WHAT IS BEING ASKED: Print all the entries verbatim.

-------

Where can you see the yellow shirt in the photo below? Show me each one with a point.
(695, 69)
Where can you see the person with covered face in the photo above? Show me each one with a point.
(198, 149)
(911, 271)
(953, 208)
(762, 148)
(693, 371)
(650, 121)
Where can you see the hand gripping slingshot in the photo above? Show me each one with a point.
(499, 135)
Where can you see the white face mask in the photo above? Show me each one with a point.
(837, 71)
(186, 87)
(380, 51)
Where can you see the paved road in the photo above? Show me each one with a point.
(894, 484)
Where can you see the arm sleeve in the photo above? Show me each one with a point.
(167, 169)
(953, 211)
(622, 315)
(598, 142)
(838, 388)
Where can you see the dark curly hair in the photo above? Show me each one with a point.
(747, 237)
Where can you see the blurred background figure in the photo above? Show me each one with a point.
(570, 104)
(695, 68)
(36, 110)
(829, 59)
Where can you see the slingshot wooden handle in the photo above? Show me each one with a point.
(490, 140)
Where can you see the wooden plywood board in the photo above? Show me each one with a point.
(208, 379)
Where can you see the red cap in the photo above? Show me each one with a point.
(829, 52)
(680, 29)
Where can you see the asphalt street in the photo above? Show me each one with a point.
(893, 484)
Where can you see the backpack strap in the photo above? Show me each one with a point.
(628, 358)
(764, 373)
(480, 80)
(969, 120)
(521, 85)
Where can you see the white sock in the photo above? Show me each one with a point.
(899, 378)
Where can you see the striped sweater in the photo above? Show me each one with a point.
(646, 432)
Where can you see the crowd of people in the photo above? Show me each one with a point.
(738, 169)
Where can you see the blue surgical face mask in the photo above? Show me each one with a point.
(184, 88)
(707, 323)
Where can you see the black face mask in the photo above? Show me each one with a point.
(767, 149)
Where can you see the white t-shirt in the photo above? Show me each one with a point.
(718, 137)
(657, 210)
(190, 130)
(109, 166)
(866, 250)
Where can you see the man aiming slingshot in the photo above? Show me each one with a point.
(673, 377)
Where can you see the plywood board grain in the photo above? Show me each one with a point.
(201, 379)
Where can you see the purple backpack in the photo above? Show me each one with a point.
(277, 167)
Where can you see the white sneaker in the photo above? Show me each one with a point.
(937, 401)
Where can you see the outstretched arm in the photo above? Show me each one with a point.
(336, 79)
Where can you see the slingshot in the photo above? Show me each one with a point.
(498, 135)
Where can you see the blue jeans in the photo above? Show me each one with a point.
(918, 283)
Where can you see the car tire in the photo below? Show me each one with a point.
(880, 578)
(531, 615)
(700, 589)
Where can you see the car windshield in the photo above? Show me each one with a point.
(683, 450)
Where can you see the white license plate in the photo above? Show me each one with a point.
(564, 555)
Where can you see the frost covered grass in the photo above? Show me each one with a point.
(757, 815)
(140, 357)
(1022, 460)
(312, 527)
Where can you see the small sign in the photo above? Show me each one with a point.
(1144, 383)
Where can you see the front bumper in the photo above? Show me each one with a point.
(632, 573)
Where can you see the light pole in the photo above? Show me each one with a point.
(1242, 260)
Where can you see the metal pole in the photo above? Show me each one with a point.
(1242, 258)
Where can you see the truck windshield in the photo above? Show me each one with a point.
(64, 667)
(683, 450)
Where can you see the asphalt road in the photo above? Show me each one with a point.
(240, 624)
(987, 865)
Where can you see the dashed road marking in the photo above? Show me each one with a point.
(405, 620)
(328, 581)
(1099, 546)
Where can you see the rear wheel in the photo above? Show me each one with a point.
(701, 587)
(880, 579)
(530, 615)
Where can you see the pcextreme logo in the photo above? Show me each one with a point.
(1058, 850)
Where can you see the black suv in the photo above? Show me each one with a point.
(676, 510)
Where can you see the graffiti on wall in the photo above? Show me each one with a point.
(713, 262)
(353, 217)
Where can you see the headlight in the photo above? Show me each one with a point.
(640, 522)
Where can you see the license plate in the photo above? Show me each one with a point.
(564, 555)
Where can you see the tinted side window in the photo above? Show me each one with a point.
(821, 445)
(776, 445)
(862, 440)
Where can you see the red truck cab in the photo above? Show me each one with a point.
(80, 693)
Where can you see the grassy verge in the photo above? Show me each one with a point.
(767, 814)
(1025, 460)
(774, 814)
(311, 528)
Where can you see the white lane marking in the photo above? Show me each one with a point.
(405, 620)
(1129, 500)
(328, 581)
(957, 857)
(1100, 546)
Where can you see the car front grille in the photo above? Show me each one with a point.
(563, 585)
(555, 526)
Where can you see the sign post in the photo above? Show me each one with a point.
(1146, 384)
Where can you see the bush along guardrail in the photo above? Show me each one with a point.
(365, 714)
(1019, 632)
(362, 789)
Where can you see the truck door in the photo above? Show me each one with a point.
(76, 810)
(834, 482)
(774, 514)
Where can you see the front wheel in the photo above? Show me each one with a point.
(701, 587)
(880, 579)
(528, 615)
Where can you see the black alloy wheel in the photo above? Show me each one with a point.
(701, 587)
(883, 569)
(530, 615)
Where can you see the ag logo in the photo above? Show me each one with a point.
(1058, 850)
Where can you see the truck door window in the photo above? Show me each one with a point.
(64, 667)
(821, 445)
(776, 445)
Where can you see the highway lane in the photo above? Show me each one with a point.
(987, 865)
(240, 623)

-------

ANSWER IN FULL:
Where can you see the yellow shirt in the photo below? Show me each one with a point.
(695, 69)
Where can you see the person with covered face in the photo above? Show me each one with a point.
(198, 149)
(911, 271)
(953, 208)
(762, 148)
(693, 371)
(650, 121)
Where can you see the hand gripping slingshot in the photo above? Show me each one with a point.
(499, 135)
Where can you see the white face mask in the photo above? Show me each one with a point.
(837, 71)
(186, 87)
(380, 51)
Where can you see the paved road in the photo above? Show me each one with a point.
(894, 484)
Where can you see the arm sleeve in the photo above? Show me each one with a point.
(167, 169)
(953, 211)
(622, 315)
(598, 142)
(838, 388)
Where can you see the dark curly hair in the photo above? Show me each one with a point.
(747, 237)
Where can you see the blurred background figure in the photo above? Show me each one with a point.
(570, 104)
(695, 68)
(36, 110)
(829, 59)
Where can you see the slingshot wooden handle in the photo above? Show me each one with a point.
(490, 140)
Where can you see the wooden plywood board in the photo above? Show me each one with a point.
(208, 379)
Where can you see the red cap in the photo above? Show me each one with a point.
(829, 52)
(680, 29)
Where can you see the asphalt street in the photo above? Show me each one with a point.
(893, 484)
Where can you see the backpack strap in the photo above? Show me each one with a point.
(628, 358)
(764, 373)
(480, 80)
(969, 120)
(521, 85)
Where can you see the white sock in the photo above? Show me each one with a point.
(899, 378)
Where can you see the striped sweater in the photo above? Show me each one with a point.
(646, 432)
Where can you see the crowd of people in the photo above? Show me each one with a point.
(738, 169)
Where can you see the blue surgical face mask in the photo above? Show me each one with a point.
(184, 88)
(707, 323)
Where can you see the black face mask in the photo above? Show me each one with a point.
(767, 149)
Where can you see the white t-shirt in the photo above? Show me each one with a point.
(718, 137)
(657, 210)
(190, 130)
(109, 166)
(866, 250)
Where can you see the man aiming slingshot in the photo above? Show me each one with a point.
(673, 377)
Where can you see the plywood board grain in the photo above? Show me each one with a point.
(201, 379)
Where can you see the purple backpack in the photo above? Show me each one with a point.
(277, 167)
Where can you see the white sneaker in the photo above? Show me each one with a point.
(937, 401)
Where can you see the outstretched arm in the photo above? Show me each one with a point.
(336, 79)
Where can you see the slingshot in the photo above? Show me each one with a point.
(498, 135)
Where can you see the blue jeans in the photo above? Show me each one with a point.
(918, 283)
Where can you see the car tire in the photo below? Show me each one with a point.
(880, 578)
(531, 615)
(700, 589)
Where can you see the car windshield in the photo above? Show me each one with a point.
(683, 450)
Where can you see the white license plate in the photo above? Show me each one with a point.
(564, 555)
Where can you see the frost covered grass in the photo above? Show me each one with a point.
(757, 815)
(140, 357)
(1022, 460)
(312, 527)
Where can you see the small sign in the photo above? Show me each one with a point.
(1144, 383)
Where can you see the front bumper in the photo above? Show me each one with a point.
(632, 573)
Where can you see the light pole in the photo above? Show me each one with a point.
(1242, 260)
Where can you see the metal pole in the photo above? Show me each one with a point.
(1242, 258)
Where can you see the truck windshield in the photo above? Show me each one with a point.
(64, 667)
(683, 450)
Where can you see the asphalt road in the photo above? Show me each one with a point.
(240, 624)
(987, 865)
Where can you see the dashed road marking in the photo above? Show me each one with a point.
(405, 620)
(328, 581)
(1099, 546)
Where can you see the rear wheel in the photo above? Show me each one with a point.
(701, 587)
(880, 579)
(530, 615)
Where can you see the pcextreme logo in the photo above? Show me each one with a point.
(1058, 850)
Where can you see the black suv in the photo above? Show me each one with a point.
(676, 510)
Where can you see the graffiti on wall in the photo above? Show me each one with a point.
(713, 262)
(353, 217)
Where can you see the headlight in the photo above? Show me each one with a point.
(640, 522)
Where can you see the license plate in the photo above? Show me each one with a point.
(564, 555)
Where can you see the tinted side window in the photo above? Show me each one with a point.
(821, 445)
(776, 445)
(862, 440)
Where can you see the red truck cab in the photo above? Show me each one with a point.
(80, 693)
Where can you see the grassy verge in the photo above? Show me each one with a point.
(767, 814)
(1025, 460)
(774, 814)
(311, 528)
Where can you see the white lane marking in the photo above? Show me each one with a point.
(405, 620)
(1129, 500)
(328, 581)
(957, 857)
(1100, 546)
Where can you see the car front grille in the photo above? Show me each one with a point.
(563, 585)
(555, 526)
Where can you see the sign post in the photo above? Show me each one with a point.
(1146, 384)
Where can you see the bush along guardrail in the photo above? Show me each one with a point.
(365, 714)
(1019, 632)
(362, 789)
Where can you see the truck door in the photo above? Show me each one with a point.
(76, 810)
(834, 482)
(774, 514)
Where can you see the front wheel in the photo above? Show me each one with a point.
(701, 587)
(880, 579)
(528, 615)
Where can you see the black alloy wheel in the photo above? Show me each one with a point.
(701, 587)
(883, 569)
(530, 615)
Where can you see the ag logo in the photo above? Show me each one with a point.
(1058, 850)
Where can you see the truck door window in the photo above? Show me each one with a point.
(64, 667)
(821, 445)
(776, 445)
Where can you see the highway lane in the photo above? Show me each one with a point.
(987, 865)
(240, 623)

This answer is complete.